[Text provided — start]

Community / Citizen Emergency Response Team Background Information
Members of neighborhoods (also known as NETs, Neighborhood Emergency Response Teams) form Community / Citizen Emergency Response Teams or groups. This also includes workplaces who want to be better prepared for the hazards that threaten their communities.
Beyond Disaster Response
Initially, CERT programs were developed to assist communities in taking care of themselves in the aftermath of a major disaster when first responders are overwhelmed by the number of emergency call and/or unable to respond to the number of call at the same time due to staffing limitations. As the CERT concept has taken hold across the country, CERTs have become much more than originally envisioned. CERTs have proven themselves an active and vital part of their communities' preparedness and response capability. For example, CERTs have been used to:
- Distribute and/or install smoke alarms and batteries to the elderly and disabled.
- Assist with evacuations and traffic control.
- Promote community awareness of potential hazards and preparedness measures.
- Supplement staffing at special events, such as parades and calibrations.
- Act as victims in training exercises conducted by emergency responders.
- Staff and setup shelters for families displaced during disasters
CERTs are an investment of local government's time and resources. To capitalize on this investment, program sponsors can view CERT members as a volunteer resource that can assist with public safety activities. Such an approach will actively involve members in serving their communities beyond disaster response and add value to the CERT program.

[Text provided — finish]

_What you will do:_
1. In the CERT background text, what does the abbreviation NETs stand for?
2. Repeat the CERT background text word for word, everything from "- Promote community" down to "by emergency responders.".
The lines are not needed for anything here.

[The data — start]

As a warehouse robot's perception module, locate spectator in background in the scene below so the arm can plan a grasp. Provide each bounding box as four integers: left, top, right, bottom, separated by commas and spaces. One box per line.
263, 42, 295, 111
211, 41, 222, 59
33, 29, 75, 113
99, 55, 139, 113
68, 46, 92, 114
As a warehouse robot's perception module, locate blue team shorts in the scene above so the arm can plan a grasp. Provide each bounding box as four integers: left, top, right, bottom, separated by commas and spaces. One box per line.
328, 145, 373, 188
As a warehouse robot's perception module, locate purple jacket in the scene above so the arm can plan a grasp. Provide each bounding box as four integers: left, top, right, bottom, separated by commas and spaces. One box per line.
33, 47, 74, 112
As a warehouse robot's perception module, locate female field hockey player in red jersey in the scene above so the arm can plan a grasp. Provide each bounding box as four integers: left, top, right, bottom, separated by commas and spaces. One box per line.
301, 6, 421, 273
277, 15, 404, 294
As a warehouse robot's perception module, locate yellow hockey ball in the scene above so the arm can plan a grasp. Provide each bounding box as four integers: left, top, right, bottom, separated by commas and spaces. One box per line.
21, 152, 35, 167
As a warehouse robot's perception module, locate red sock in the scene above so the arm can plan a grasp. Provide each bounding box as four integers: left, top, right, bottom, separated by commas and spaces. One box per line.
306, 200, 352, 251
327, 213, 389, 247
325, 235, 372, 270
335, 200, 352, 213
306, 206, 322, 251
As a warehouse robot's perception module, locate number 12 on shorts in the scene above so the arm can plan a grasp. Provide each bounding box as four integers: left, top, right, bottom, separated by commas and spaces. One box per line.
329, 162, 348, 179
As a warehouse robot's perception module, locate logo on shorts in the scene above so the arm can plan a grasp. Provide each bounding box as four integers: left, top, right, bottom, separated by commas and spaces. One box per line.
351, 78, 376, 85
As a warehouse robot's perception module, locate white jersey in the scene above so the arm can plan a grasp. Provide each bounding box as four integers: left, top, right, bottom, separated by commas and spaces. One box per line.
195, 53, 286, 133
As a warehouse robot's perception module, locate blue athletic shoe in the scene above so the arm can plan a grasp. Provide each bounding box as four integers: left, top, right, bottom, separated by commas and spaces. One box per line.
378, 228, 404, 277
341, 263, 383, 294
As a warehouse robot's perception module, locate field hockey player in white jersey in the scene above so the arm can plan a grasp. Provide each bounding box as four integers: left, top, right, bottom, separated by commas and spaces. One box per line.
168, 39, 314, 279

[The data — finish]

_Exercise results:_
1. Neighborhood Emergency Response Teams

2.
- Promote community awareness of potential hazards and preparedness measures.
- Supplement staffing at special events, such as parades and calibrations.
- Act as victims in training exercises conducted by emergency responders.